--- begin ---

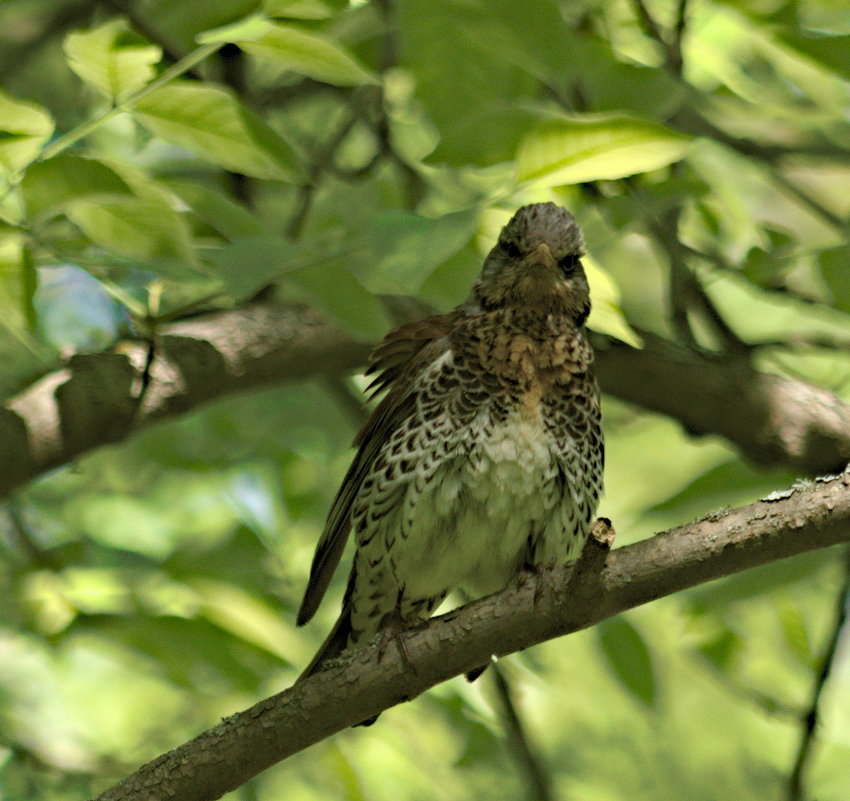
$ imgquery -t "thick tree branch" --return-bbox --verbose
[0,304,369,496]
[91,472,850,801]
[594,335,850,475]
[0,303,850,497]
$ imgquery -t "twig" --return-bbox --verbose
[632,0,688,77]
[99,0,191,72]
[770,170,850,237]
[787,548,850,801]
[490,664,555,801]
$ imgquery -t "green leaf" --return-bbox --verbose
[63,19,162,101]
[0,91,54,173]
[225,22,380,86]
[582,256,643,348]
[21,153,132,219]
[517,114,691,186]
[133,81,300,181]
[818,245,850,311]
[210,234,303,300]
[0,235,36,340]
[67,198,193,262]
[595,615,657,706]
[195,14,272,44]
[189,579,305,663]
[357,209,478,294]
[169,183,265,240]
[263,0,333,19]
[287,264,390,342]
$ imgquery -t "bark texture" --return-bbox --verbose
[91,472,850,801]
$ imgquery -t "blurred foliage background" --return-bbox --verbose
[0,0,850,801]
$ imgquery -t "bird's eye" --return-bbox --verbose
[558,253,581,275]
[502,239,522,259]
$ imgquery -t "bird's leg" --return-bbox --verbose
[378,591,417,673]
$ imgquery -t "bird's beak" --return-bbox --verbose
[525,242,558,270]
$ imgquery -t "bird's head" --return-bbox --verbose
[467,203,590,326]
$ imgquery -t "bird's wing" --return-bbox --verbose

--- end ---

Write out the entire listing above line for line, without any change, and leave out the picture.

TASK RESPONSE
$ imgquery -t "thick tree branch" --return-bbox --verbose
[0,304,369,496]
[91,472,850,801]
[594,335,850,475]
[0,303,850,497]
$ imgquery -t "twig" --return-bbox --verbose
[632,0,688,77]
[99,0,191,72]
[770,170,850,237]
[787,548,850,801]
[490,664,555,801]
$ imgquery -t "green leaf" --return-bbox --verbose
[63,19,162,101]
[0,91,54,173]
[225,22,380,86]
[582,256,643,348]
[21,153,132,219]
[517,114,691,186]
[133,81,300,181]
[818,245,850,311]
[210,234,303,300]
[0,235,36,340]
[67,198,193,262]
[595,615,657,706]
[195,14,272,44]
[189,579,305,663]
[357,209,478,294]
[169,183,265,240]
[263,0,333,19]
[287,264,390,342]
$ imgquery -t "bark texture" --return-bbox --verbose
[91,472,850,801]
$ imgquery -t "blurred foliage background" --return-bbox --verbose
[0,0,850,801]
$ imgquery -t "bird's eye" --return-bbox --verbose
[558,253,581,275]
[502,239,522,259]
$ imgquery -t "bird's leg" --return-bbox --verbose
[378,591,417,673]
$ imgquery -t "bird's beak" --return-bbox --verbose
[525,242,558,270]
$ imgquery -t "bird's head" --return-bbox --verbose
[467,203,590,326]
$ imgquery -t "bird's wing" --return-bbox --verbose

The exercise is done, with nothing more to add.